(Provided information Opens)

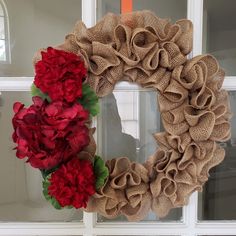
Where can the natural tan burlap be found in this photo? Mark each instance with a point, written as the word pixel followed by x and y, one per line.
pixel 142 48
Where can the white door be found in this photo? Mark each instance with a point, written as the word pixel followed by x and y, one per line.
pixel 25 26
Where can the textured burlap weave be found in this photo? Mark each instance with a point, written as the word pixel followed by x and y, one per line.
pixel 142 48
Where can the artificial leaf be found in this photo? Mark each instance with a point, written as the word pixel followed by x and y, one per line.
pixel 45 173
pixel 101 172
pixel 52 200
pixel 89 100
pixel 37 92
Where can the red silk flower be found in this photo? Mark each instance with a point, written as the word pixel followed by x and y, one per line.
pixel 60 74
pixel 73 183
pixel 49 134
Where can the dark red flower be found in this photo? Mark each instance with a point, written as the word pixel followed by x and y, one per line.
pixel 49 134
pixel 73 183
pixel 60 74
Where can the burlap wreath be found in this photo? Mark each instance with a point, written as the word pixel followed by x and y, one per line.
pixel 142 48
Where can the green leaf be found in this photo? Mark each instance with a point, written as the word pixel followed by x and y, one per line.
pixel 52 200
pixel 89 100
pixel 45 173
pixel 37 92
pixel 101 172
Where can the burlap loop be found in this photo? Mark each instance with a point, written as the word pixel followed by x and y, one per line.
pixel 142 48
pixel 126 191
pixel 135 42
pixel 175 176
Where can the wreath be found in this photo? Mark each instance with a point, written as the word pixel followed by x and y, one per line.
pixel 55 132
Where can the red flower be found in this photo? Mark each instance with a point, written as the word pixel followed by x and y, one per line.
pixel 60 74
pixel 73 183
pixel 49 134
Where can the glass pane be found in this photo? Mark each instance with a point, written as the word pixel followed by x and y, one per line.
pixel 2 50
pixel 37 24
pixel 1 11
pixel 21 196
pixel 125 127
pixel 2 28
pixel 217 202
pixel 173 9
pixel 219 32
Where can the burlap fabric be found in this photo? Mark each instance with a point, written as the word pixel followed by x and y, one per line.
pixel 142 48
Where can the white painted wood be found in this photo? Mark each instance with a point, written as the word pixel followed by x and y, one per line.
pixel 24 84
pixel 188 227
pixel 89 12
pixel 195 14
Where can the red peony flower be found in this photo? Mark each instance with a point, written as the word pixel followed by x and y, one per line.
pixel 60 74
pixel 73 183
pixel 49 134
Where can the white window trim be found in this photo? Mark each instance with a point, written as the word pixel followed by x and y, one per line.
pixel 188 227
pixel 7 34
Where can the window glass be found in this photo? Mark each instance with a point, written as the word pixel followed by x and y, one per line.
pixel 33 25
pixel 126 126
pixel 173 9
pixel 217 202
pixel 219 32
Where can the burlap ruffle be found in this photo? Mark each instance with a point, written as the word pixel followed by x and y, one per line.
pixel 142 48
pixel 126 191
pixel 137 47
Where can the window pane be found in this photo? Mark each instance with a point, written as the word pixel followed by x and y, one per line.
pixel 173 9
pixel 37 24
pixel 217 202
pixel 219 32
pixel 21 196
pixel 2 28
pixel 1 11
pixel 2 50
pixel 126 126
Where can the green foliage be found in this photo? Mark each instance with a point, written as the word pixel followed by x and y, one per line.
pixel 45 173
pixel 37 92
pixel 101 172
pixel 52 200
pixel 89 100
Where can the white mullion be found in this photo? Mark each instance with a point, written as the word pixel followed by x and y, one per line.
pixel 70 228
pixel 89 18
pixel 195 14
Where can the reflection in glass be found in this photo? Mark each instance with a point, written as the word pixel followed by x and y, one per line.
pixel 21 196
pixel 173 9
pixel 219 32
pixel 33 25
pixel 217 202
pixel 126 124
pixel 3 34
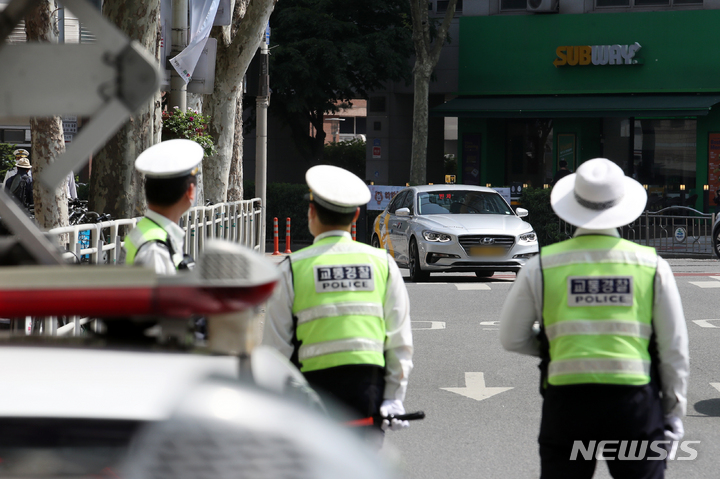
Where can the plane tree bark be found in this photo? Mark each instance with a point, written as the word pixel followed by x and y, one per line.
pixel 427 53
pixel 237 45
pixel 115 186
pixel 47 137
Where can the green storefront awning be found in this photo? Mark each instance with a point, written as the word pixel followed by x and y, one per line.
pixel 577 106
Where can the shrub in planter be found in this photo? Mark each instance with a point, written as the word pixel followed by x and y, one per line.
pixel 189 125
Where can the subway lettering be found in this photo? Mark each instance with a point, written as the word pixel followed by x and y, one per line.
pixel 596 55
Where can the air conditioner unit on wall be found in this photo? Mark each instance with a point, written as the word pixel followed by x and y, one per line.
pixel 543 6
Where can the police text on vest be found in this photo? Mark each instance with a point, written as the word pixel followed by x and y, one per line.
pixel 338 278
pixel 600 291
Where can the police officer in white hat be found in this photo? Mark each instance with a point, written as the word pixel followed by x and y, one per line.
pixel 18 181
pixel 612 333
pixel 341 311
pixel 170 170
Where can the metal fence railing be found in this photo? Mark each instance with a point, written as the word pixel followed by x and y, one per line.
pixel 677 230
pixel 101 243
pixel 239 222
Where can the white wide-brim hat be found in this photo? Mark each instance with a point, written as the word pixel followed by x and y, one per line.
pixel 336 189
pixel 599 196
pixel 23 163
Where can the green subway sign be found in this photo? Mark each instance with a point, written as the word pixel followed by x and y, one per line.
pixel 629 52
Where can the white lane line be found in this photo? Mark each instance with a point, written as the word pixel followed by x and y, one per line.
pixel 474 287
pixel 433 325
pixel 705 323
pixel 706 284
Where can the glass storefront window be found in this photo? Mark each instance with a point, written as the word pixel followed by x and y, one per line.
pixel 529 152
pixel 664 158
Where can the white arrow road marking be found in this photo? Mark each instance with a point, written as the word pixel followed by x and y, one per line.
pixel 475 387
pixel 433 324
pixel 706 284
pixel 704 323
pixel 490 323
pixel 474 286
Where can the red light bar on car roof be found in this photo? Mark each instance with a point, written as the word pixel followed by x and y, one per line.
pixel 244 281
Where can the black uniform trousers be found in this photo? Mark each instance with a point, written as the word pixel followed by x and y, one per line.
pixel 597 412
pixel 357 388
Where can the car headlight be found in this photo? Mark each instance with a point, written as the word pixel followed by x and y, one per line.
pixel 530 237
pixel 436 237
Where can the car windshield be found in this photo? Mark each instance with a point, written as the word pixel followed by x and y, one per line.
pixel 461 202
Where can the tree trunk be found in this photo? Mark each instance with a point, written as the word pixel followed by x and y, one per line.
pixel 427 54
pixel 194 102
pixel 418 160
pixel 235 186
pixel 47 133
pixel 47 144
pixel 237 45
pixel 115 186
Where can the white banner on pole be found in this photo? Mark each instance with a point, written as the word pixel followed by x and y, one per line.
pixel 202 16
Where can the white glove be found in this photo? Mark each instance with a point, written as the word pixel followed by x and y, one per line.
pixel 674 430
pixel 394 407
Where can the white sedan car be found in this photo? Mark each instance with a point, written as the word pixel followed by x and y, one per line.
pixel 447 228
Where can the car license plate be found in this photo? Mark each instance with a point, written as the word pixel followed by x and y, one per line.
pixel 487 251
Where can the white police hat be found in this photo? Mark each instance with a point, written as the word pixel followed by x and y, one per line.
pixel 336 189
pixel 170 159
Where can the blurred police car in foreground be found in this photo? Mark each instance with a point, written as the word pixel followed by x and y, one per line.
pixel 130 401
pixel 444 228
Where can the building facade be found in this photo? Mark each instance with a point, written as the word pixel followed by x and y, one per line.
pixel 630 80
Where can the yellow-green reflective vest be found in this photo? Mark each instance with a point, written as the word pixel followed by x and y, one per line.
pixel 597 310
pixel 340 288
pixel 146 231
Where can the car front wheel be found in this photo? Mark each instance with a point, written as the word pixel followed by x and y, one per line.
pixel 416 273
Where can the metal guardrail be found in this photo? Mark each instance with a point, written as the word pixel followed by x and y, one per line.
pixel 101 243
pixel 674 231
pixel 238 222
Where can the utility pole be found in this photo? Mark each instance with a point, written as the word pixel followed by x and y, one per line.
pixel 178 87
pixel 262 104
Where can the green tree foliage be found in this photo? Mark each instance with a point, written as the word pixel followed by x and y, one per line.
pixel 346 154
pixel 330 51
pixel 541 216
pixel 7 159
pixel 189 125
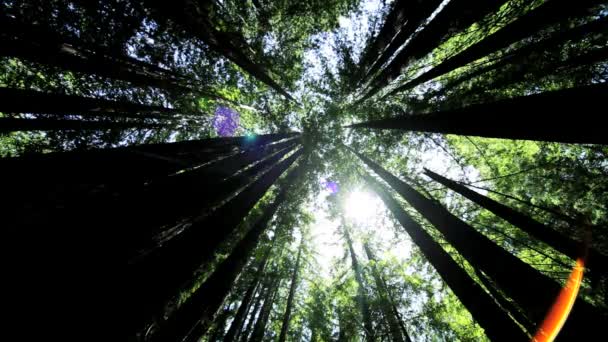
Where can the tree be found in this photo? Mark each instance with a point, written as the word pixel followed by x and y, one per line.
pixel 535 296
pixel 396 326
pixel 473 120
pixel 292 292
pixel 361 288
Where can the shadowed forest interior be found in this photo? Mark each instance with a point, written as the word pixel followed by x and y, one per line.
pixel 285 170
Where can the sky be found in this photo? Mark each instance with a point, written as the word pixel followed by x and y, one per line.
pixel 366 211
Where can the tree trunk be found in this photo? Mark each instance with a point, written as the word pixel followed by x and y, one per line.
pixel 35 102
pixel 361 293
pixel 165 203
pixel 260 325
pixel 396 325
pixel 193 317
pixel 546 14
pixel 220 325
pixel 497 324
pixel 510 118
pixel 27 125
pixel 533 291
pixel 457 15
pixel 192 16
pixel 292 293
pixel 38 44
pixel 546 234
pixel 384 48
pixel 521 55
pixel 239 318
pixel 244 337
pixel 506 304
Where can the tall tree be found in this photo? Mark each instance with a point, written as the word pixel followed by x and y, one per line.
pixel 362 298
pixel 41 45
pixel 510 118
pixel 192 319
pixel 522 55
pixel 548 235
pixel 497 324
pixel 396 326
pixel 535 294
pixel 403 20
pixel 239 318
pixel 546 14
pixel 22 125
pixel 290 298
pixel 454 17
pixel 35 102
pixel 259 328
pixel 171 266
pixel 194 17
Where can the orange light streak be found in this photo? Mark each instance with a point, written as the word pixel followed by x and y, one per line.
pixel 560 310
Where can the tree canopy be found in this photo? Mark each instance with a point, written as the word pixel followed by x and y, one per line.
pixel 282 170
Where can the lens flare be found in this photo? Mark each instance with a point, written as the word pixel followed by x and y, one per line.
pixel 560 310
pixel 558 314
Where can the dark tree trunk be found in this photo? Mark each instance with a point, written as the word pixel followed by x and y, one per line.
pixel 520 56
pixel 384 47
pixel 292 293
pixel 396 326
pixel 122 164
pixel 35 102
pixel 192 15
pixel 549 13
pixel 563 244
pixel 457 15
pixel 192 318
pixel 511 118
pixel 220 324
pixel 497 324
pixel 241 313
pixel 506 304
pixel 536 70
pixel 244 337
pixel 533 291
pixel 22 125
pixel 38 44
pixel 166 202
pixel 361 292
pixel 259 328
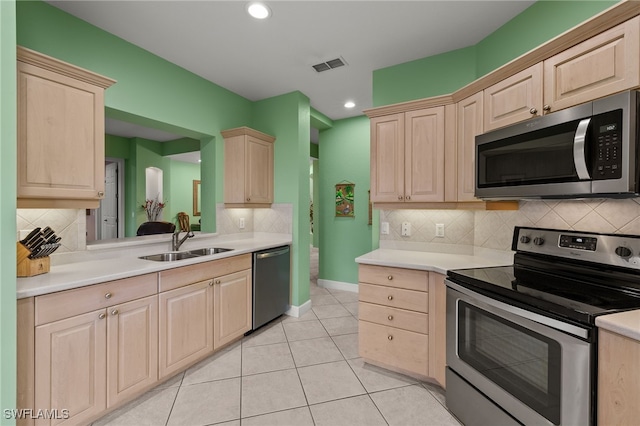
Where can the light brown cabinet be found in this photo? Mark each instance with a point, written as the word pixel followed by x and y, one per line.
pixel 232 307
pixel 248 168
pixel 407 156
pixel 402 320
pixel 618 379
pixel 60 133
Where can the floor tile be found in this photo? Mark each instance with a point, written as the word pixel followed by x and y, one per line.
pixel 411 405
pixel 270 392
pixel 340 325
pixel 222 365
pixel 307 316
pixel 271 333
pixel 323 299
pixel 355 411
pixel 315 351
pixel 266 358
pixel 348 345
pixel 207 403
pixel 376 379
pixel 304 330
pixel 326 382
pixel 330 311
pixel 152 408
pixel 296 417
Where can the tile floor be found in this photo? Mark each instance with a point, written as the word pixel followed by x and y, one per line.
pixel 294 371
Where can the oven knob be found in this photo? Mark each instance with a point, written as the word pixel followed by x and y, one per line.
pixel 623 251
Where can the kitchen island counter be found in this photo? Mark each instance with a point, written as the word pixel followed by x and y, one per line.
pixel 79 269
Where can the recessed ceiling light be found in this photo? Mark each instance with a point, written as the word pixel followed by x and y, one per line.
pixel 258 10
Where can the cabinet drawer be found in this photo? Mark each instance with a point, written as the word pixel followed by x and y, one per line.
pixel 179 277
pixel 68 303
pixel 393 317
pixel 394 297
pixel 398 348
pixel 411 279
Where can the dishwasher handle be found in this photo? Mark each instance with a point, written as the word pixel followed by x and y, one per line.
pixel 272 253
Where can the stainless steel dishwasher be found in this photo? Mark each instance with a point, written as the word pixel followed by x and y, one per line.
pixel 271 284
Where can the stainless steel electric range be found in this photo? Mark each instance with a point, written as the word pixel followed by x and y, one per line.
pixel 521 339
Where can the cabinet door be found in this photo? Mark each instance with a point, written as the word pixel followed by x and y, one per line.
pixel 600 66
pixel 469 126
pixel 618 379
pixel 132 348
pixel 232 307
pixel 514 99
pixel 186 326
pixel 387 158
pixel 71 367
pixel 424 155
pixel 259 171
pixel 60 137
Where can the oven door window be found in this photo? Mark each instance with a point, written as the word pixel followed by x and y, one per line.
pixel 522 362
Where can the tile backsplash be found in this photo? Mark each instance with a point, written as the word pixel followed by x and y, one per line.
pixel 69 224
pixel 494 229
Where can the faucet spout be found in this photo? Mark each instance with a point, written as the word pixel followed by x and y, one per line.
pixel 176 242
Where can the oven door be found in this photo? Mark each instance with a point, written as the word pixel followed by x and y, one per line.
pixel 520 360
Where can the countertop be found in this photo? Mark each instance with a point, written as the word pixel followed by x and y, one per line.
pixel 120 260
pixel 437 261
pixel 624 323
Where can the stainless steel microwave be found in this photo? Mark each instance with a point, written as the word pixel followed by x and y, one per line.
pixel 590 150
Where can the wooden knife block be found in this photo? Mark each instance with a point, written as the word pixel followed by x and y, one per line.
pixel 31 267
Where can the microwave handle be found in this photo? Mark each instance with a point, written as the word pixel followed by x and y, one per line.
pixel 579 142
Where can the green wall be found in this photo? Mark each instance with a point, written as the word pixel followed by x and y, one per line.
pixel 345 157
pixel 447 72
pixel 8 177
pixel 287 117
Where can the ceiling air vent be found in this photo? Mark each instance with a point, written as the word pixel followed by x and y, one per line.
pixel 328 65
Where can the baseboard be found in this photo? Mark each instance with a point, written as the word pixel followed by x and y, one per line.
pixel 338 285
pixel 298 311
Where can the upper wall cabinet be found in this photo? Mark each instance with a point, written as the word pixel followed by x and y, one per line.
pixel 60 133
pixel 248 168
pixel 407 156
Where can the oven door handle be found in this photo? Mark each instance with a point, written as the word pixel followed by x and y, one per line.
pixel 579 146
pixel 532 316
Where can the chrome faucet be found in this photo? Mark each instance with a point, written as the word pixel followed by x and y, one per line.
pixel 176 242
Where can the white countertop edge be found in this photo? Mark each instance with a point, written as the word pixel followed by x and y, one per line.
pixel 88 270
pixel 623 323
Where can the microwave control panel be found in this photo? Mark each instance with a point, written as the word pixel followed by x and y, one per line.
pixel 607 137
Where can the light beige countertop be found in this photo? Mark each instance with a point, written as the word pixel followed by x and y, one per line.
pixel 624 323
pixel 116 261
pixel 436 257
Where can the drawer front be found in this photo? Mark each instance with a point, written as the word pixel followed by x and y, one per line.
pixel 411 279
pixel 398 348
pixel 68 303
pixel 394 317
pixel 394 297
pixel 179 277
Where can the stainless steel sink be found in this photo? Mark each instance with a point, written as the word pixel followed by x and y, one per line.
pixel 170 256
pixel 208 251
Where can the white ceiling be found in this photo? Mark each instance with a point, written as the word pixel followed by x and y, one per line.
pixel 260 59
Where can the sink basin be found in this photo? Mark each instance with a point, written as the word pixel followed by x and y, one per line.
pixel 208 251
pixel 170 256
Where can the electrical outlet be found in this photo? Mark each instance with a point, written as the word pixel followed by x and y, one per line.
pixel 384 228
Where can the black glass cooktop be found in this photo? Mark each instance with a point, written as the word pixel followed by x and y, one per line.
pixel 570 291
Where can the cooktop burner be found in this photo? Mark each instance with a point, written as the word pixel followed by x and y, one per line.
pixel 577 276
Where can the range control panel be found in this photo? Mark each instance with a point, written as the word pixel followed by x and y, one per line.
pixel 608 249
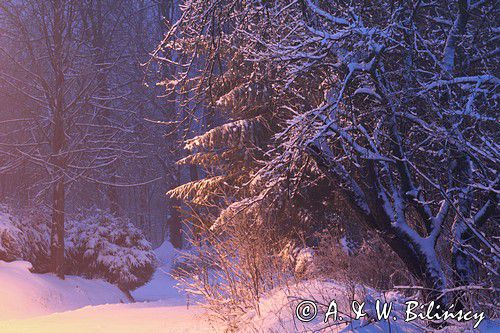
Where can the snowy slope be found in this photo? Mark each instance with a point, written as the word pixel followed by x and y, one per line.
pixel 277 312
pixel 161 286
pixel 24 294
pixel 153 317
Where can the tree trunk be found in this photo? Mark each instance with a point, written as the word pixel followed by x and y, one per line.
pixel 57 232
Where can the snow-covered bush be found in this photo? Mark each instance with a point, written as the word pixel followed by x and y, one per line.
pixel 11 238
pixel 35 228
pixel 104 246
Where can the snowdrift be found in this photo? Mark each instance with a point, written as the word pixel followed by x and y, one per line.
pixel 24 294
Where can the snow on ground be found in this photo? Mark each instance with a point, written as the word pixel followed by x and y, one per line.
pixel 277 312
pixel 24 294
pixel 154 317
pixel 161 286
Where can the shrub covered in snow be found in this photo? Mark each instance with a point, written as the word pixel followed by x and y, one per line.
pixel 102 245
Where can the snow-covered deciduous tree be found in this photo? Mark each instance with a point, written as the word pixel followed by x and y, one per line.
pixel 390 105
pixel 63 123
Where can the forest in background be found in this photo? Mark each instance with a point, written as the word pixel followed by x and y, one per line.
pixel 276 141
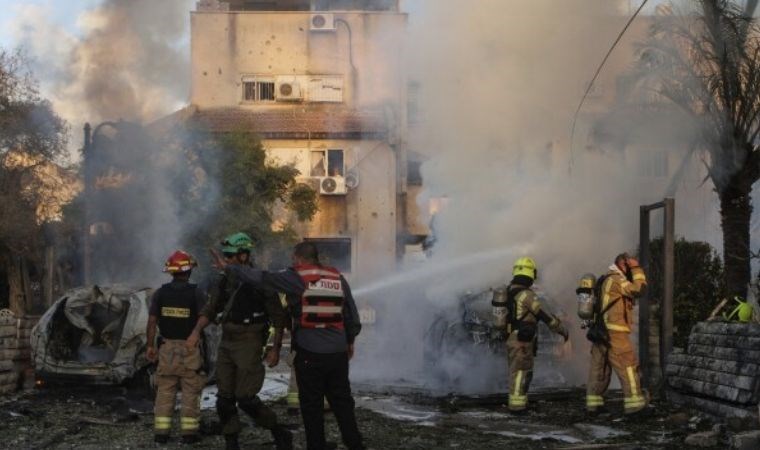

(Provided information Closes)

Aim of the exercise:
From the line containing "Where can the snow-covered bush" through the last line of the entries, both included, print each line exactly and omit any picture.

Problem solution:
Where can the snow-covered bush be found in this photo? Mark each instance with a point, written as the word pixel followed by x and y, one per line.
pixel 11 238
pixel 35 228
pixel 104 246
Where can the snowdrift be found in this photo? Mark each instance with a point, written as the word pixel followed by x and y, one per line.
pixel 24 294
Where can the snow on ground be found in this photo? Mark each instance with a point, written as the word pixel followed by x and y, one per line.
pixel 277 312
pixel 24 294
pixel 154 317
pixel 161 286
Where can the shrub covered in snow be found in this photo? Mark each instance with a point, written as the word pixel followed by x and y, one per line.
pixel 102 245
Where can the snow-covered deciduous tree be found in this photo? Mark each instance with a point, written as the word pixel followed by x and y, one per line.
pixel 390 105
pixel 63 123
Where can the forest in background be found in this photo? Mark each instance with a point, written as the word pixel followed by x and y, one per line.
pixel 276 141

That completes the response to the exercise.